SOAL LATIHAN -
(A) Dalam kutipan, siapa yang pertama kali mengungkapkan rencana pertemuan Prabowo dan Megawati?
(B) Sebutkan semua nama orang yang muncul dalam kutipan.

KUTIPAN TEKS -
***

Di tengah konsolidasi parpol dan elite jelang 2024, Wakil Ketua Dewan Pembina Partai Gerindra Desmond J. Mahesa menyebut Megawati Soekarnoputri selama ini banyak membohongi Prabowo Subianto. Pernyataan yang mengejutkan itu kemudian menjadi menarik untuk ditelaah lebih lanjut terutama mengenai bagaimana proyeksi relasi PDIP dan Partai Gerindra pada dan pasca kontestasi elektoral 2024.
Menohok, itu lah kesan yang muncul setelah Wakil Ketua Dewan Pembina Partai Gerindra Desmond J. Mahesa mengatakan Megawati Soekarnoputri telah banyak membohongi Prabowo Subianto.
Itu diungkapkannya merespons agenda pertemuan dua tokoh yang masing-masing menjabat sebagai Ketua Umum (Ketum) PDIP dan Partai Gerindra itu di tengah proses pembentukan koalisi politik jelang 2024.
Sebagai informasi, PDIP telah mengusung Ganjar Pranowo sebagai calon presiden (capres), sementara Partai Gerindra kemungkinan besar akan mengusung Prabowo sebagai kandidat RI-1.
Karena alasan itu, Desmond juga menyatakan pertemuan Prabowo-Megawati hanya membuang-buang energi. Jika dilakukan pun, dia menyiratkan beragam spekulasi akan berkembang dan bisa saja menimbulkan impresi politik keliru terhadap Prabowo.
Menariknya, Desmond justru lebih percaya kepada Presiden Joko Widodo (Jokowi) dibandingkan Megawati yang secara hierarki adalah “atasan” sang mantan Wali Kota Solo itu.
Rencana Prabowo menemui Megawati diketahui sedang diagendakan dalam waktu dekat. Perjumpaan dua tokoh itu sendiri pertama kali diungkapkan oleh Sekretaris Jenderal (Sekjen) Partai Gerindra Ahmad Muzani.
Pada hari Jumat 19 Mei lalu, dirinya mengaku sedang berkomunikasi dengan Ketua DPP PDIP Puan Maharani untuk membahas pertemuan tersebut.
Kembali dalam konteks tensi politik yang seolah dipantik oleh Desmond atas pernyataan “kebohongan” Megawati kepada Prabowo, sejumlah kejanggalan kiranya mengemuka.
Utamanya, mengenai pertanyaan mendasar terkait alasan mengapa Desmond mengungkapkan hal itu di tengah tren kondusivitas politik PDIP-Gerindra maupun Prabowo-Megawati selama ini?
Gerindra Butuh Musuh?
Desmond yang memposisikan Prabowo sebagai sosok yang mengalami “kerugian” karena kebohongan Megawati seolah merepresentasikan wacana politik permainan peran sebagai korban atau playing victim.
Konsep tersebut mengandaikan bahwa salah satu pihak sedang mendapatkan kesulitan atau kerugian akibat manuver yang dilakukan oleh aktor lain dalam konteks politik dan pemerintahan.
Itu selaras seperti yang digambarkan oleh Robert Horwitz dalam tulisannya berjudul Politics as Victimhood, Victimhood as Politics. Menurutnya, politik korban digunakan sebagai upaya untuk menarik simpati seolah-olah kubu tersebut menjadi korban otoritas dan kesewenang-wenangan.

***

BARIS DATA -
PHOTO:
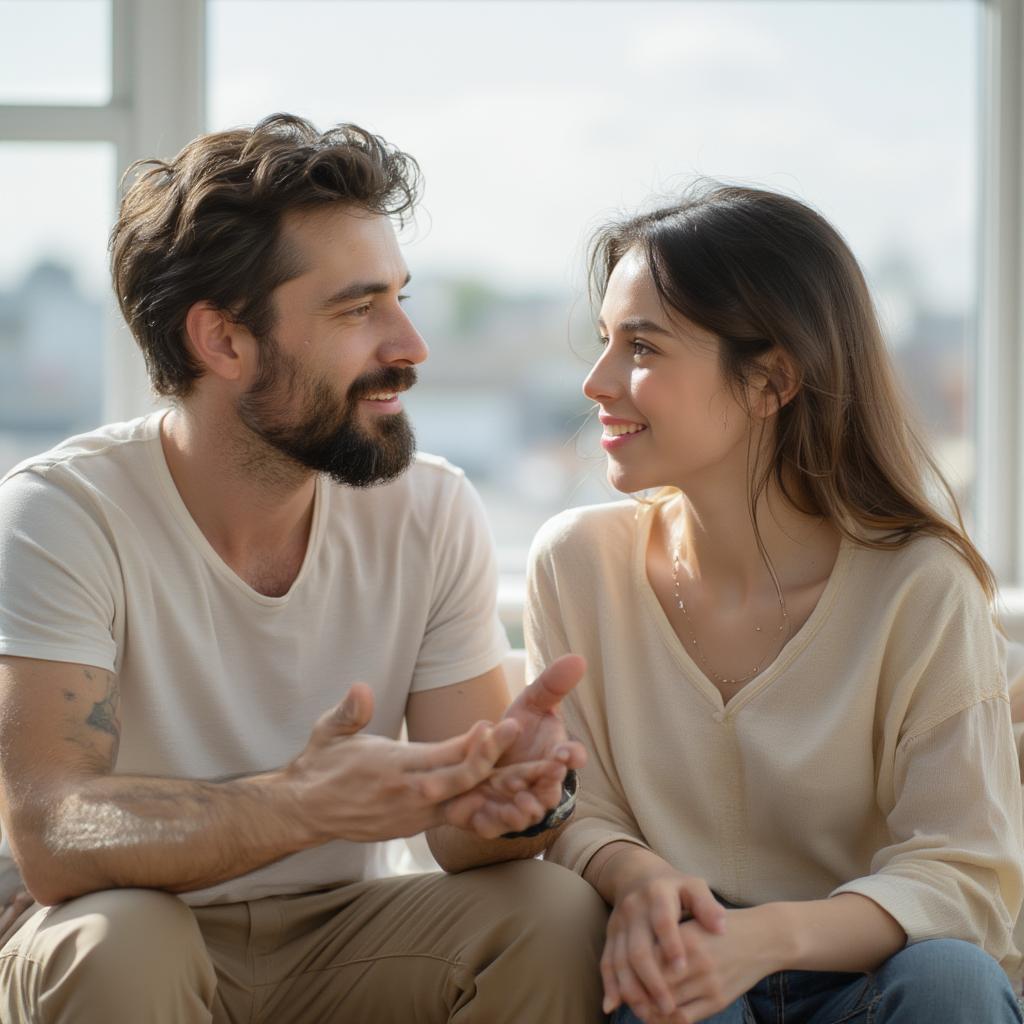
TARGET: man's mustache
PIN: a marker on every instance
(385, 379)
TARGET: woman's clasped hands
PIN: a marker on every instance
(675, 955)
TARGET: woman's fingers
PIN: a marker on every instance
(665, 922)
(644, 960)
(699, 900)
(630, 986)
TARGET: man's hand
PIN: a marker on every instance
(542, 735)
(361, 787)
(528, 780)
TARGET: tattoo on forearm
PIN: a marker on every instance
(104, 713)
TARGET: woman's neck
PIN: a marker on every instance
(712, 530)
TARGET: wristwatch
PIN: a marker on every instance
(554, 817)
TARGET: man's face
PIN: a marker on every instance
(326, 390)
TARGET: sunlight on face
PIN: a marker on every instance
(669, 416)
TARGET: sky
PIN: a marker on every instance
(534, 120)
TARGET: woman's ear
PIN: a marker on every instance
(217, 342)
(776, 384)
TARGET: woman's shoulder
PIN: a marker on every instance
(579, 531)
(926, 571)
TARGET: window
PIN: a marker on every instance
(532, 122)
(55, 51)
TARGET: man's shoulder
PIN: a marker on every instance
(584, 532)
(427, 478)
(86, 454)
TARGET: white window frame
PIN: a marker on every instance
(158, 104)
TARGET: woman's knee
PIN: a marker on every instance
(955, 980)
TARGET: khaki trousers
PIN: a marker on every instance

***

PEMBAHASAN JAWABAN -
(A) Sekretaris Jenderal Partai Gerindra Ahmad Muzani.

(B) Desmond J. Mahesa, Megawati Soekarnoputri, Prabowo Subianto, Ganjar Pranowo, Joko Widodo (Jokowi), Ahmad Muzani, Puan Maharani, Robert Horwitz.